Which of the rows below contain the word "Please"? Show each such row in full, and count a match only when the capitalization is the same.

####################

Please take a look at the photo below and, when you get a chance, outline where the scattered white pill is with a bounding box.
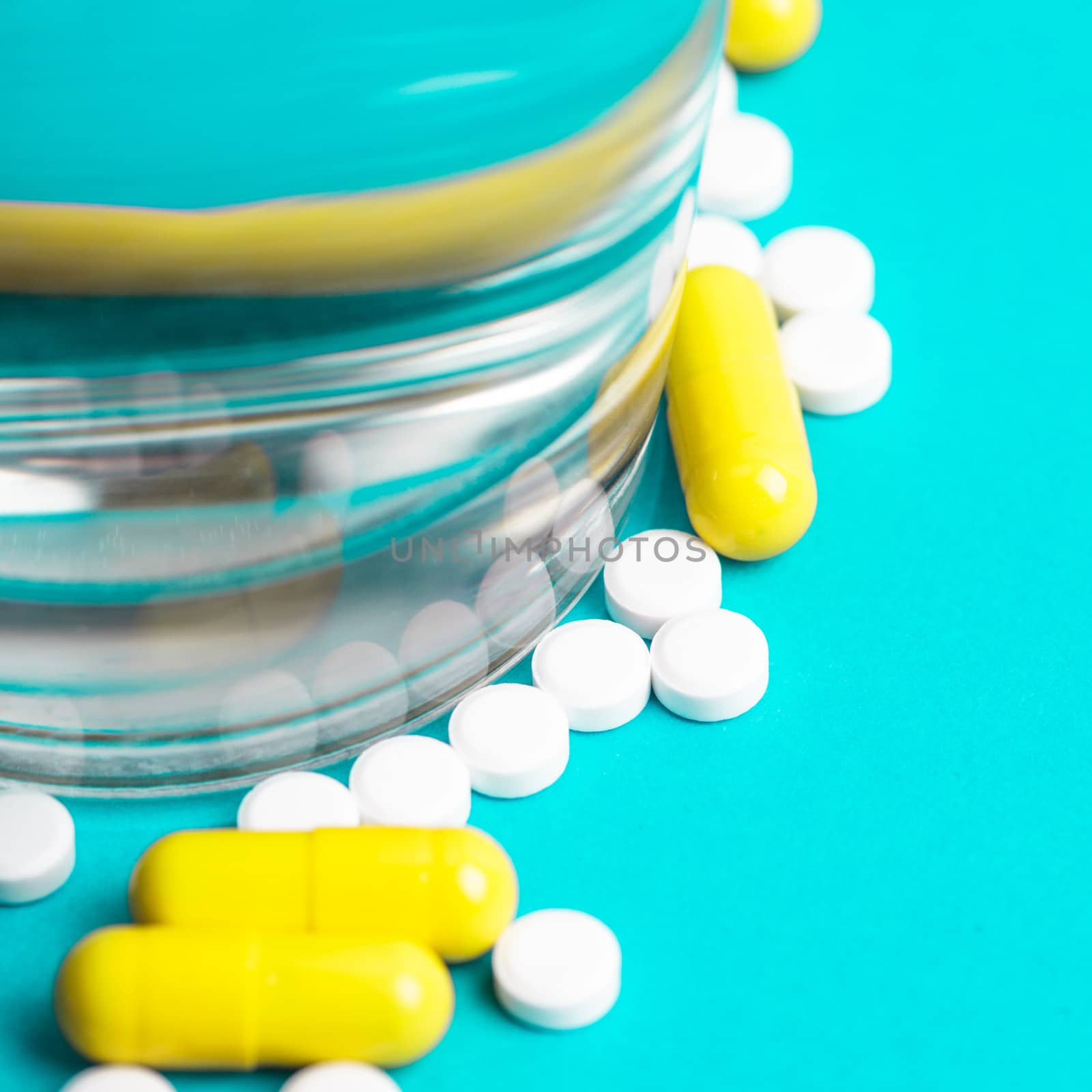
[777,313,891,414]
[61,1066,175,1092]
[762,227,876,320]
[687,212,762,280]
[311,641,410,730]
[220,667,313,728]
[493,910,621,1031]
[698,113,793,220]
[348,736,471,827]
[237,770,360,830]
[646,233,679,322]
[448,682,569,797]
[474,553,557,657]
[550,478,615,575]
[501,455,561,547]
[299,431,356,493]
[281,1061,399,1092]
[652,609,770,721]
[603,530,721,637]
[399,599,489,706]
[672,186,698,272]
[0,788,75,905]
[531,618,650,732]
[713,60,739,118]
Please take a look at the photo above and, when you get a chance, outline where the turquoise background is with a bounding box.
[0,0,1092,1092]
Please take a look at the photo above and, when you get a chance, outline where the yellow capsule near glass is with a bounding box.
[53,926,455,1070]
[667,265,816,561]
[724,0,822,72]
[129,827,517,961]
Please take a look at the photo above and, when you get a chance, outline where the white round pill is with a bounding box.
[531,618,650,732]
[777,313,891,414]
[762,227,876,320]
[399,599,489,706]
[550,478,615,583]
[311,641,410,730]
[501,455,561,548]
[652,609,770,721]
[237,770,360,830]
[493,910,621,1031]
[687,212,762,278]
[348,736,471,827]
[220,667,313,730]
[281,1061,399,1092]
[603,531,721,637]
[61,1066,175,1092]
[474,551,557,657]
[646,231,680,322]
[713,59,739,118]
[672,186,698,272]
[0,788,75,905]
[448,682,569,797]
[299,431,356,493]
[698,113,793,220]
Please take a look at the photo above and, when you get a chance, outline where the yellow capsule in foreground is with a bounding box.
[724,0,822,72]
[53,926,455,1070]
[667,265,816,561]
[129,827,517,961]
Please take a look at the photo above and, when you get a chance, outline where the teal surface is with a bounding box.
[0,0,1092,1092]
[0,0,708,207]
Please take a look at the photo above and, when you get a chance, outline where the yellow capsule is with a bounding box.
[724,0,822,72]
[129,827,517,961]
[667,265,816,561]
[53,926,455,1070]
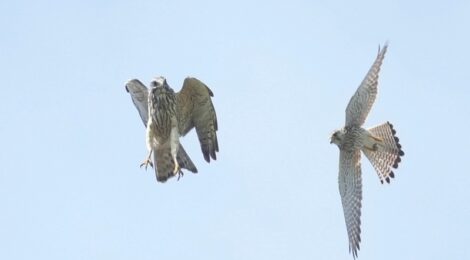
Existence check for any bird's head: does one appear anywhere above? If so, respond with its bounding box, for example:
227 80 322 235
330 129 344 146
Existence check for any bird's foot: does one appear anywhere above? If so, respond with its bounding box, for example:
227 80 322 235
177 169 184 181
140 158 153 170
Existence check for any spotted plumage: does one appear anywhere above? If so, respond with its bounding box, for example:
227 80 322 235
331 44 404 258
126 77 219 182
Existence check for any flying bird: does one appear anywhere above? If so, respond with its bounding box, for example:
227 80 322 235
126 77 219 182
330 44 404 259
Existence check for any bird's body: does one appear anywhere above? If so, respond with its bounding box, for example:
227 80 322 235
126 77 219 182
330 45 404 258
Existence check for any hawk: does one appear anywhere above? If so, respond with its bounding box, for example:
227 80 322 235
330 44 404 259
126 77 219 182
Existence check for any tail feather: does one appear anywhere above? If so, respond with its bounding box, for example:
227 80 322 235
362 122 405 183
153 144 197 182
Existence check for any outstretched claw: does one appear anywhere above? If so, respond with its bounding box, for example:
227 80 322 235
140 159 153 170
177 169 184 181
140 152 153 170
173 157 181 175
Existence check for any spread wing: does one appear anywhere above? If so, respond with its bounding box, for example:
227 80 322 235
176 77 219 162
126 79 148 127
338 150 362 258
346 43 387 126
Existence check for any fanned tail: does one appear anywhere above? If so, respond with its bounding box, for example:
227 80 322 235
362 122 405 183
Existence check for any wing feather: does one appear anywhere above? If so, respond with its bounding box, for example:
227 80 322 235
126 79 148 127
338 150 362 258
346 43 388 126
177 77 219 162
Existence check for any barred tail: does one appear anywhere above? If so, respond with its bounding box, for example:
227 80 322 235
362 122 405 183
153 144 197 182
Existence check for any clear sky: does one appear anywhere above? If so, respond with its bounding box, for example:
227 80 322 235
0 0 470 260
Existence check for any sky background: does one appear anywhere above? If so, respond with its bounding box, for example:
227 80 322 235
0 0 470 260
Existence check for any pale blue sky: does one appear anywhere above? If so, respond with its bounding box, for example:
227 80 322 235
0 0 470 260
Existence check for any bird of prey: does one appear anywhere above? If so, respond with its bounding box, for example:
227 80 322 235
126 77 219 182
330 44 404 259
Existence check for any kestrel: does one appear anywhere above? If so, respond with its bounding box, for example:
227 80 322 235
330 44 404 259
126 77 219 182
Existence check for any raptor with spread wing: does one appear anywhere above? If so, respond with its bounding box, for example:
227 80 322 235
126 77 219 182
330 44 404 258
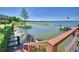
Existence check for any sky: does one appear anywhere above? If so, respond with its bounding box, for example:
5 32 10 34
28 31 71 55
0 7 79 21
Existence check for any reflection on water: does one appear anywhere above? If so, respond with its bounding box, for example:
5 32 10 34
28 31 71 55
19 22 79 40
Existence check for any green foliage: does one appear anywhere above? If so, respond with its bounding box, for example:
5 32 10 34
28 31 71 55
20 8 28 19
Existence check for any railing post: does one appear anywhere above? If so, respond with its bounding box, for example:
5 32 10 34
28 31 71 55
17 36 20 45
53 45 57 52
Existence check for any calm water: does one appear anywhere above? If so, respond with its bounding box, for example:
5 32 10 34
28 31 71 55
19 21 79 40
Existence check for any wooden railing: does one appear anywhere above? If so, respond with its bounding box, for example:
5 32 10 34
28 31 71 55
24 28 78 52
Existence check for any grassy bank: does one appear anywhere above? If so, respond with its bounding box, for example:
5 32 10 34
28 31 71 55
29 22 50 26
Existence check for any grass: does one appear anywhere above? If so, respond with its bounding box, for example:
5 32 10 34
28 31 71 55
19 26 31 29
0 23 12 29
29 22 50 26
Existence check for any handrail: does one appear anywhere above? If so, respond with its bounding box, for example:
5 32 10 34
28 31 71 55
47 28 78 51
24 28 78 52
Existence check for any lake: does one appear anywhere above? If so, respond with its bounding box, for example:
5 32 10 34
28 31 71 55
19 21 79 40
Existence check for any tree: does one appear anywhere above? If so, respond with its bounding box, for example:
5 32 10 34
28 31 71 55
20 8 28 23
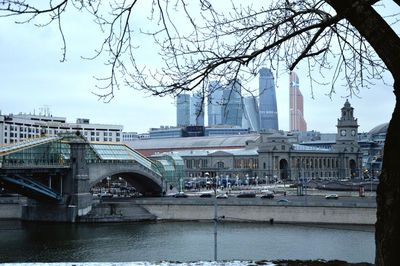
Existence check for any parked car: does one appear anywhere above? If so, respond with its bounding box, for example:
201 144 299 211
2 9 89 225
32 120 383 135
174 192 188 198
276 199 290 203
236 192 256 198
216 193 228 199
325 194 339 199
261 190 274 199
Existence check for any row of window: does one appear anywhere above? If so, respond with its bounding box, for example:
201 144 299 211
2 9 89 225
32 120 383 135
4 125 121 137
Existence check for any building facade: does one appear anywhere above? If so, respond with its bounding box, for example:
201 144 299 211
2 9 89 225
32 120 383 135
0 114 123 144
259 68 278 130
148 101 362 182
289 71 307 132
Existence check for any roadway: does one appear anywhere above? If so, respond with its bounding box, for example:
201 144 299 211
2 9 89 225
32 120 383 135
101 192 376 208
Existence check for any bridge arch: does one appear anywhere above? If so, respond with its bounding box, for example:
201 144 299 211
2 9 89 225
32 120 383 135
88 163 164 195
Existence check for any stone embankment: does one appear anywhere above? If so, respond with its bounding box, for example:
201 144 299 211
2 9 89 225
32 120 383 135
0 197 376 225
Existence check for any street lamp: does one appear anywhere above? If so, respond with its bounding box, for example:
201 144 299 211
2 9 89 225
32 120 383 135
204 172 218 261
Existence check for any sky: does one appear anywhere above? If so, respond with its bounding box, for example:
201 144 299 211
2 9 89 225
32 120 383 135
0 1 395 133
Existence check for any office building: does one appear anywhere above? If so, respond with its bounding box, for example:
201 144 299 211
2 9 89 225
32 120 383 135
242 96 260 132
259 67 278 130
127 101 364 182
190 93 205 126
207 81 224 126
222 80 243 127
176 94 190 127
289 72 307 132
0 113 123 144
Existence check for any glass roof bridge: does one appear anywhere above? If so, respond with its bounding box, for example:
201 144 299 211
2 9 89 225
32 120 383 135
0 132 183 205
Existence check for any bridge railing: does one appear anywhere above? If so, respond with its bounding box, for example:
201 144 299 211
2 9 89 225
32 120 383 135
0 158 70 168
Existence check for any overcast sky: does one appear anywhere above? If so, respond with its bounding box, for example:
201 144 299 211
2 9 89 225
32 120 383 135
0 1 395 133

####################

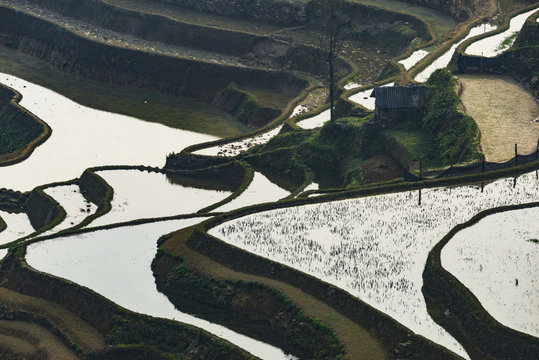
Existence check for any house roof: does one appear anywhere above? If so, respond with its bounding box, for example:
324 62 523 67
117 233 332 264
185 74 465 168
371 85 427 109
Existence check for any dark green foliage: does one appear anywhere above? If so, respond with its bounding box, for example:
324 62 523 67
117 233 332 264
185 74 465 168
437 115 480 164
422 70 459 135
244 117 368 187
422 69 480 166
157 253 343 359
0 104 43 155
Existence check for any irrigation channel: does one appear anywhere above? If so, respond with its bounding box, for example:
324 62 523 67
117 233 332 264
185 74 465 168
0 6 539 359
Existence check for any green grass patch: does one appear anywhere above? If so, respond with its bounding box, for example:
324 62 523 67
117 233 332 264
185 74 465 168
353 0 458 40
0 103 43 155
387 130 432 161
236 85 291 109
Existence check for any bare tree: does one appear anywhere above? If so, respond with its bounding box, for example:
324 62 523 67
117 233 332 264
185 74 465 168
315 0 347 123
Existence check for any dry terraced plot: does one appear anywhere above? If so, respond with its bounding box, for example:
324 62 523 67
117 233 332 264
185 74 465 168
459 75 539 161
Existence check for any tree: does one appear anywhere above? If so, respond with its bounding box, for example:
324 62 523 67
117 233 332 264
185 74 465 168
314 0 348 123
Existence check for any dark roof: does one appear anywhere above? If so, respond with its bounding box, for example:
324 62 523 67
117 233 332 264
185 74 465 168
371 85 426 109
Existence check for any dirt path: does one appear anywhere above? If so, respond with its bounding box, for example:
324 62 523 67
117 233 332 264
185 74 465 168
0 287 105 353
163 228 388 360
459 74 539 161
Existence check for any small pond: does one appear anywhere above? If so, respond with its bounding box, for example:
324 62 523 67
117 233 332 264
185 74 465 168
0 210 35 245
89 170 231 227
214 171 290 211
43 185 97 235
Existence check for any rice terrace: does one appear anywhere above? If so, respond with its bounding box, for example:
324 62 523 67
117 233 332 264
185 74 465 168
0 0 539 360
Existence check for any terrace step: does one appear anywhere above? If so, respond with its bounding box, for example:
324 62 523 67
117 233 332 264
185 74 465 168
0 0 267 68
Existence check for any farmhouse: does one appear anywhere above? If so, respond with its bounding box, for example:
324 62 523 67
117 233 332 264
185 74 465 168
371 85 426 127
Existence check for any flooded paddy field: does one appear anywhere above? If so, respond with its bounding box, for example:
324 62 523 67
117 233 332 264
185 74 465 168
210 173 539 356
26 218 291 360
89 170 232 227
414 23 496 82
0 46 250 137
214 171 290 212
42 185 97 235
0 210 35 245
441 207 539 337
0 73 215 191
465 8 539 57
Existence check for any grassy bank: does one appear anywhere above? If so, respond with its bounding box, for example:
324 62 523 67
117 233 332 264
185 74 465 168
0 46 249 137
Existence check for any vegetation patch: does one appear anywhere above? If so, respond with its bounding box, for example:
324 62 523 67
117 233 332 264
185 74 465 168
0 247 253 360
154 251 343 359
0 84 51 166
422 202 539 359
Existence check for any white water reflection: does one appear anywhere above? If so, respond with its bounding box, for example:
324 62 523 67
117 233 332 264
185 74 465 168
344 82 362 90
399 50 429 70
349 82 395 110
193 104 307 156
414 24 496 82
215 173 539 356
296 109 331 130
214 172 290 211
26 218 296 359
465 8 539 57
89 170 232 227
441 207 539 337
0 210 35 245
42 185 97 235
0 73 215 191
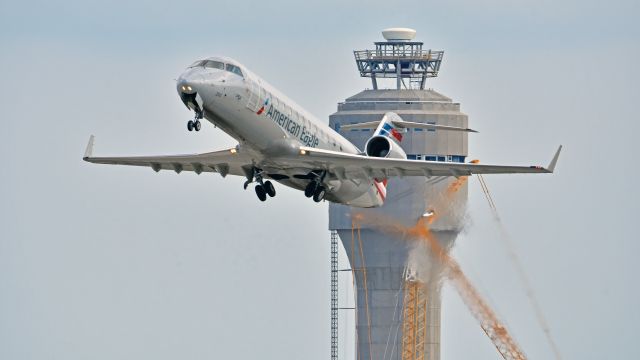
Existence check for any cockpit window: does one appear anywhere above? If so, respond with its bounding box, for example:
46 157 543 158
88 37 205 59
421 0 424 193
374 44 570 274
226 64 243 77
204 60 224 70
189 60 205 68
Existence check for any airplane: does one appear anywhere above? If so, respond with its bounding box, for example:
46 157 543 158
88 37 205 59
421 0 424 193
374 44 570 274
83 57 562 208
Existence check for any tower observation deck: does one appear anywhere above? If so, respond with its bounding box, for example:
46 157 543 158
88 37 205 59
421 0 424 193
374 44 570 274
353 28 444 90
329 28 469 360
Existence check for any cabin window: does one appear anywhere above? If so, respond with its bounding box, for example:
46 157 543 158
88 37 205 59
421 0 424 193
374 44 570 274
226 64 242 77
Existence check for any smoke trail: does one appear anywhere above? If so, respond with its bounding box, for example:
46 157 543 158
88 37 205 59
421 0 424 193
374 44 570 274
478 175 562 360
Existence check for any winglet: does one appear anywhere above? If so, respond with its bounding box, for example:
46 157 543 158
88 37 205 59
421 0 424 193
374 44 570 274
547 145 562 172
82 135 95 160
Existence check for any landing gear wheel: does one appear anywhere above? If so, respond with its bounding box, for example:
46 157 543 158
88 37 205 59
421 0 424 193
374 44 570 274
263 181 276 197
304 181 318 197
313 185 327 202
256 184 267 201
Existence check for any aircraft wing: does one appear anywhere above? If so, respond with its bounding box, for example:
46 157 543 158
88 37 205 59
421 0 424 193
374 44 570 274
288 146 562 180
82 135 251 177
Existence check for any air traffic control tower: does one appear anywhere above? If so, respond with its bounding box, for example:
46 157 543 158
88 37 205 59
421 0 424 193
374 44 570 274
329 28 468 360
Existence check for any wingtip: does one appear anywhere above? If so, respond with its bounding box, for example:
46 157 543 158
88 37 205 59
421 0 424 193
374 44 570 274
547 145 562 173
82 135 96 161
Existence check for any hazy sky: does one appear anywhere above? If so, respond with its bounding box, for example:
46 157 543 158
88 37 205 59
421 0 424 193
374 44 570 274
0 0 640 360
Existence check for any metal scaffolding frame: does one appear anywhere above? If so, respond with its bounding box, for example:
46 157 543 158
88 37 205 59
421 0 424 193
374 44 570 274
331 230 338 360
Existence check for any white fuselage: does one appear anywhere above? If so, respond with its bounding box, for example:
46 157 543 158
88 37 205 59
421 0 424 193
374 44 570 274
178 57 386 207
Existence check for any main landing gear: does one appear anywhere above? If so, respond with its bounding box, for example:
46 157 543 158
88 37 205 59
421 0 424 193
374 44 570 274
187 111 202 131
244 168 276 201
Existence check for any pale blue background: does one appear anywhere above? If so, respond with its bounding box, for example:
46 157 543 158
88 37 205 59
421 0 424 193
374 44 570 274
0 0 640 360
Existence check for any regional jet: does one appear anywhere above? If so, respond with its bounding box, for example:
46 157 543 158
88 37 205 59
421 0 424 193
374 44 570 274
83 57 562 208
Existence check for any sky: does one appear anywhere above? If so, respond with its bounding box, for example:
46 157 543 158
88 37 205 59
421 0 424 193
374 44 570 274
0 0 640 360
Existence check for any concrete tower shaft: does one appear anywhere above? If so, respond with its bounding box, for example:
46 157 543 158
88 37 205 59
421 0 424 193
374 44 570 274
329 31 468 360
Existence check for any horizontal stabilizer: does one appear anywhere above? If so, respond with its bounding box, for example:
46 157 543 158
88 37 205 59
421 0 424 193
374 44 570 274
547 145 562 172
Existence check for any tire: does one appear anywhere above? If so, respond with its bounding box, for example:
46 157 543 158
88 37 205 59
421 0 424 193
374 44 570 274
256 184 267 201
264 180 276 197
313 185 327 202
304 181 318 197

####################

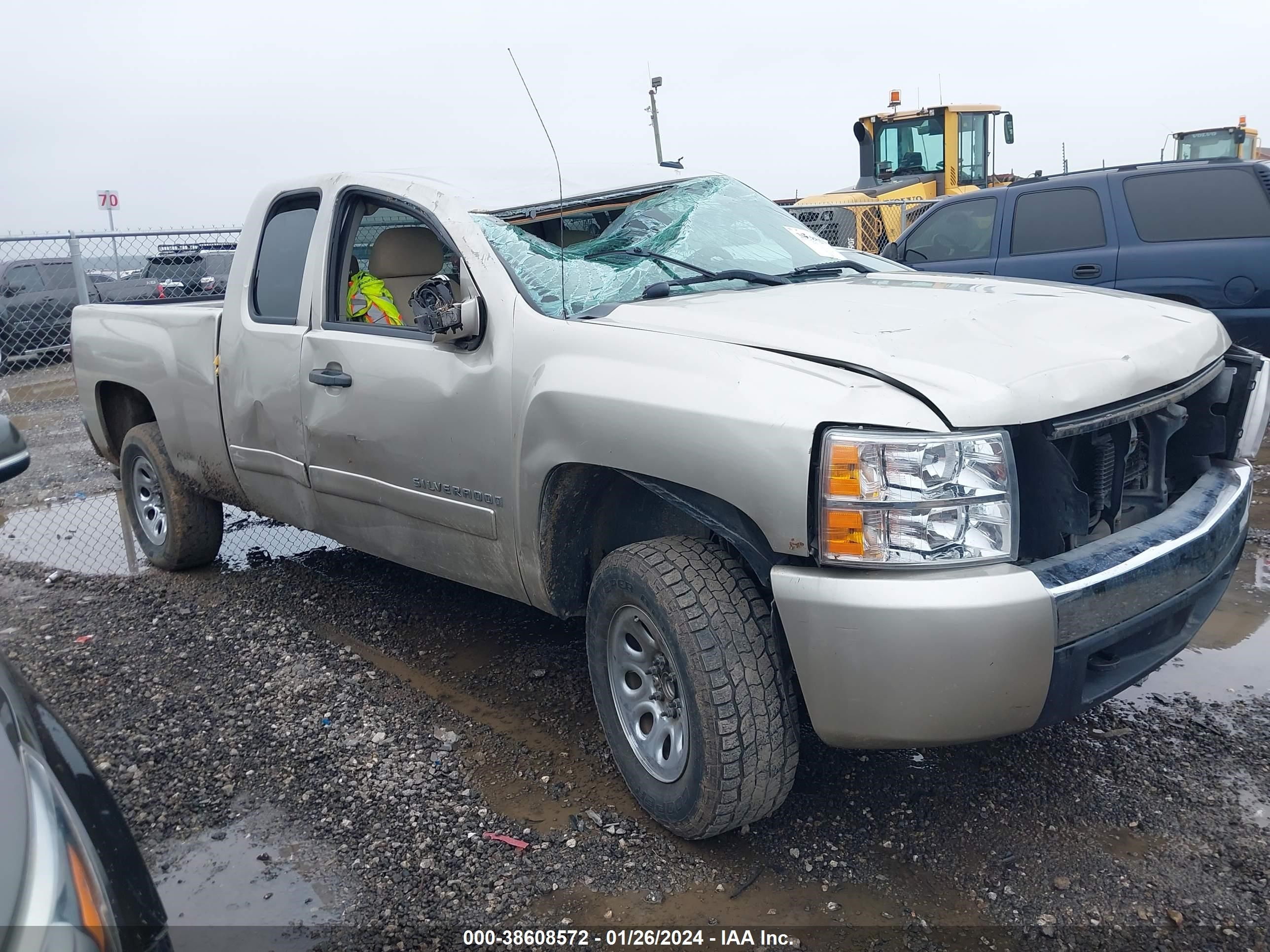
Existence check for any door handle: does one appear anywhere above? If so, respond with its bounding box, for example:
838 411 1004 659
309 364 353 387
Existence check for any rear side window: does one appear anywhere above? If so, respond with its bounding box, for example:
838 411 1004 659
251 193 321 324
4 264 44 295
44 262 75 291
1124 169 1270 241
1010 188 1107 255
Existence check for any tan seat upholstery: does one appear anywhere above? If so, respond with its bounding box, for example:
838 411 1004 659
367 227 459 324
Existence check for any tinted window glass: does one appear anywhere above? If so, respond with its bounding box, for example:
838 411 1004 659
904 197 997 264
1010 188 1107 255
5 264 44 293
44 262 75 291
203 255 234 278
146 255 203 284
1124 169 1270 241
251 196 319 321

####################

** Result of this exercise **
Please take a look at the photo below and, when you get a chance, outline where the scattered white pill is with a bounding box.
Please take a look at the photo above and, when you get a chance, outline where the turquoise background is with a bounding box.
Please take a look at the photo above and, when you get a chance, outline where the yellow capsule near glass is with a bounding box.
Please take a look at the photo above and, when you get a chance, outline where the white round pill is with a bounding box.
Please take a look at the photo above and, when you get a chance, outline where the yellow capsule in foreground is with a bounding box.
Please take a look at the photo above and, when you get a chance, outline where the teal surface is with a bounding box.
Please take a look at the photo above and, when you get a chance, outline where the yellow capsule is with a bounding box.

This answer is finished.